## Information provided
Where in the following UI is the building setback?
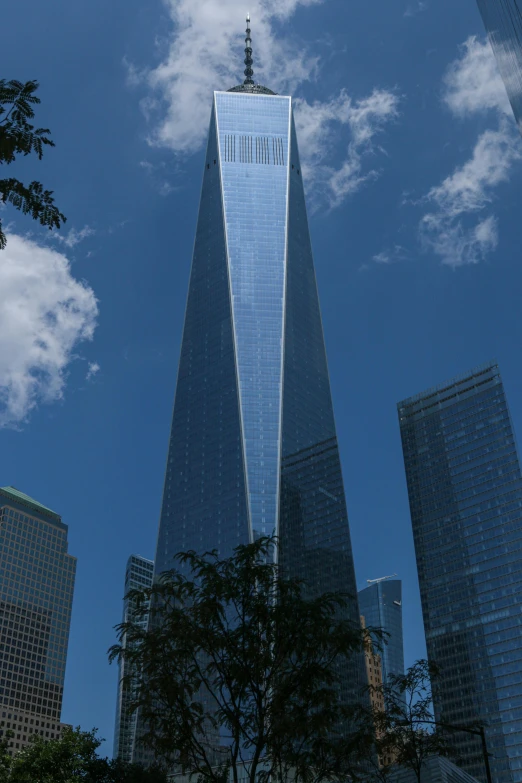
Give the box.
[398,362,522,783]
[477,0,522,133]
[148,15,366,724]
[0,487,76,754]
[113,555,154,762]
[359,579,404,684]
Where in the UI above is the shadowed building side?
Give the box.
[398,362,522,783]
[0,487,76,755]
[477,0,522,133]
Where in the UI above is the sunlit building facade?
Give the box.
[0,487,76,754]
[477,0,522,133]
[149,15,366,720]
[359,578,404,684]
[398,362,522,783]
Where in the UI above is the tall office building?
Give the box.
[0,487,76,753]
[113,555,154,762]
[477,0,522,133]
[155,13,366,695]
[359,577,404,683]
[398,363,522,783]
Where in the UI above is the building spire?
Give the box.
[243,14,254,84]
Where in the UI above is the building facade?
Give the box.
[359,578,404,684]
[398,362,522,783]
[150,15,366,716]
[477,0,522,133]
[0,487,76,753]
[388,756,477,783]
[113,555,154,762]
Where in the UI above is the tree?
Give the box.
[109,538,372,783]
[0,79,66,250]
[370,660,451,783]
[7,727,166,783]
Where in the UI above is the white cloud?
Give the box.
[443,36,512,117]
[49,226,96,247]
[0,234,98,427]
[137,0,322,153]
[372,245,408,264]
[420,37,522,267]
[129,0,398,207]
[420,122,522,267]
[294,89,399,207]
[85,362,101,381]
[404,0,428,16]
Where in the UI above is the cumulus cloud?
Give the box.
[294,89,399,207]
[420,37,522,267]
[404,0,428,16]
[129,0,398,207]
[0,234,98,427]
[85,362,101,381]
[136,0,322,153]
[49,226,95,247]
[421,122,522,266]
[443,36,512,117]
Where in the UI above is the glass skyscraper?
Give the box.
[113,555,154,762]
[0,487,76,753]
[150,19,366,704]
[398,362,522,783]
[477,0,522,133]
[359,578,404,683]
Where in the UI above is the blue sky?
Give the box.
[0,0,522,753]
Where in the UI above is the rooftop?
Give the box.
[0,487,62,522]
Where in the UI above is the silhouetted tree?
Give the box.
[0,79,66,249]
[109,538,369,783]
[5,727,166,783]
[370,660,451,783]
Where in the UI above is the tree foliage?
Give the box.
[0,79,66,249]
[109,538,374,783]
[0,727,166,783]
[370,660,451,783]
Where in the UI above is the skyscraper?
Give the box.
[359,578,404,683]
[113,555,154,762]
[0,487,76,752]
[477,0,522,133]
[150,15,366,693]
[398,362,522,783]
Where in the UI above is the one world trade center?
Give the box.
[150,20,365,704]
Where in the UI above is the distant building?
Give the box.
[387,756,477,783]
[359,578,404,683]
[113,555,154,762]
[0,487,76,754]
[398,362,522,783]
[361,615,384,711]
[361,615,394,766]
[478,0,522,133]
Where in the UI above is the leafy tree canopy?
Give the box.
[0,79,66,249]
[109,538,374,783]
[0,727,166,783]
[364,660,451,783]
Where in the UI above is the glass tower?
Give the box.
[113,555,154,762]
[359,578,404,683]
[478,0,522,133]
[0,487,76,753]
[155,18,366,704]
[398,363,522,783]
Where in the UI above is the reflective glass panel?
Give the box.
[399,363,522,783]
[215,92,290,534]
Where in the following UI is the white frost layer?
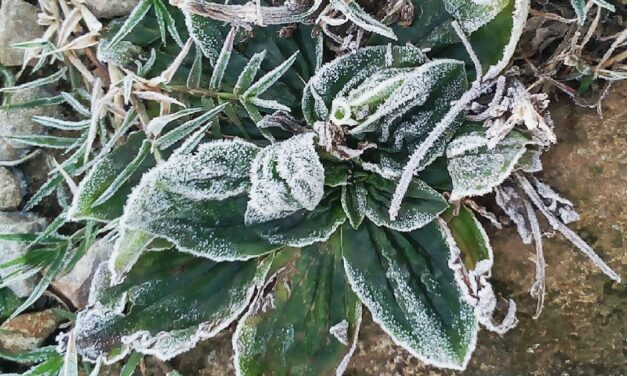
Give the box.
[246,132,324,224]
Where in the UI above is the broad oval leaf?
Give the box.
[341,222,478,369]
[446,126,531,200]
[246,133,325,224]
[121,140,277,261]
[233,233,361,376]
[302,46,425,126]
[75,251,270,362]
[365,174,448,232]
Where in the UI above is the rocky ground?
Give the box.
[0,0,627,376]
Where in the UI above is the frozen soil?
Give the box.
[172,83,627,376]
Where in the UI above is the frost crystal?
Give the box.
[446,132,529,200]
[246,133,324,224]
[329,319,348,346]
[444,0,509,33]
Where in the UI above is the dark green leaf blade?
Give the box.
[69,132,156,221]
[342,222,478,370]
[76,251,271,361]
[233,232,361,376]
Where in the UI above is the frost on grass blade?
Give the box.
[302,46,425,126]
[76,251,270,363]
[121,140,277,261]
[246,133,324,224]
[446,127,531,200]
[444,0,509,33]
[183,10,225,65]
[365,174,448,232]
[341,222,478,369]
[233,233,361,376]
[331,0,397,40]
[69,132,156,221]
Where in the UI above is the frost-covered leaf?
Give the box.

## Problem
Rewrite every item above with "Give the box." swapped for "Return the bounding box." and nothing else altered. Leave the pictures out.

## Solution
Where in the following UI is the building setback?
Return the bounding box.
[398,362,522,783]
[477,0,522,133]
[148,15,366,724]
[0,487,76,754]
[113,555,154,762]
[359,579,404,684]
Where in the UI above is the shadowed building side?
Return the bounding box.
[398,362,522,783]
[0,487,76,755]
[477,0,522,133]
Where in the UI above is the sunlit building facade?
Return the bounding box.
[0,487,76,754]
[477,0,522,133]
[149,15,366,720]
[359,578,404,684]
[398,362,522,783]
Where in the UI above is the tall office building?
Return the bounding box.
[0,487,76,753]
[113,555,154,762]
[477,0,522,133]
[155,13,366,695]
[359,577,404,683]
[398,363,522,783]
Where in the UI above is the building spire?
Return the bounding box.
[243,14,254,84]
Where in the UI above is the building facade?
Return the bounding box.
[359,578,404,684]
[398,362,522,783]
[150,15,366,716]
[477,0,522,133]
[0,487,76,753]
[388,756,477,783]
[113,555,154,762]
Where in the UI above is the tree?
Return the bounding box.
[109,538,372,783]
[0,79,66,250]
[370,660,451,783]
[7,727,166,783]
Where in the UI above is the white cloud?
Return the bounding box.
[443,36,512,117]
[49,226,96,247]
[0,234,98,427]
[137,0,322,153]
[372,245,408,264]
[420,37,522,267]
[129,0,398,207]
[420,122,522,267]
[294,89,399,207]
[85,362,101,381]
[404,0,428,16]
Where in the UI above is the cumulus cloud?
Return the bounding box.
[294,89,399,207]
[420,37,522,267]
[404,0,428,16]
[129,0,398,207]
[0,234,98,427]
[85,362,101,381]
[136,0,322,153]
[49,226,95,247]
[421,122,522,266]
[443,36,512,117]
Where in the UI above is the glass skyscraper?
Return the bounding box.
[113,555,154,762]
[0,487,76,753]
[150,19,366,704]
[398,362,522,783]
[477,0,522,133]
[359,578,404,683]
Where in the UI above is the blue sky?
Return the bounding box.
[0,0,522,753]
Where in the UI above is the rooftop?
Return the bounding box.
[0,487,62,522]
Where in the UI above is the silhouetted tree?
Return the bounding box.
[0,79,66,249]
[109,538,369,783]
[5,727,166,783]
[370,660,451,783]
Where in the UI above is the tree foliage?
Return the bounding box.
[0,79,66,249]
[109,538,374,783]
[0,727,166,783]
[370,660,451,783]
Where in the UI above is the skyscraper?
Return the bounding box.
[359,578,404,683]
[113,555,154,762]
[0,487,76,752]
[477,0,522,133]
[150,15,366,693]
[398,362,522,783]
Where in the UI above is the one world trade center?
Return the bounding box.
[150,20,365,704]
Where in the UI above is the distant building?
Return the bounding box.
[387,756,477,783]
[359,578,404,683]
[113,555,154,762]
[0,487,76,754]
[398,362,522,783]
[361,615,384,711]
[361,615,394,766]
[478,0,522,133]
Where in the UI above is the leafy tree canopy?
Return the bounding box.
[0,79,66,249]
[109,538,374,783]
[0,727,166,783]
[364,660,451,783]
Where in the UI above is the glass tower?
Return the bounding box.
[113,555,154,762]
[359,578,404,683]
[478,0,522,133]
[0,487,76,753]
[155,18,366,704]
[398,363,522,783]
Where in the UI above is the reflective glass panel?
Return the bounding box.
[399,363,522,783]
[215,92,290,534]
Where in the following UI is the white frost layer?
Return the bounding box.
[246,132,324,224]
Where in the UI above is the broad oval leaf?
Return the bounding box.
[341,222,478,369]
[446,126,531,200]
[246,133,325,224]
[121,140,277,261]
[233,233,361,376]
[302,46,425,126]
[75,251,270,362]
[365,174,448,232]
Where in the UI above is the rocky ground?
Return the bounding box.
[0,0,627,376]
Where in the UI above is the frozen soil?
Return the bounding box.
[172,83,627,376]
Where in the UI above is the frost crystal?
Return the bounding box.
[446,132,529,200]
[246,133,324,224]
[329,319,348,346]
[444,0,509,33]
Where in the UI above is the dark green leaf blade?
Return the bounding box.
[69,132,156,221]
[342,222,478,370]
[76,251,271,361]
[233,232,361,376]
Where in the UI above is the frost on grass blade?
Return the bounding box.
[302,46,425,126]
[76,251,270,363]
[121,140,277,261]
[246,133,324,224]
[446,127,531,200]
[444,0,509,33]
[183,10,225,65]
[365,174,448,232]
[341,222,478,369]
[233,233,361,376]
[331,0,397,40]
[69,132,156,221]
Where in the UI above is the frost-covered leaf?
Return the bounding box.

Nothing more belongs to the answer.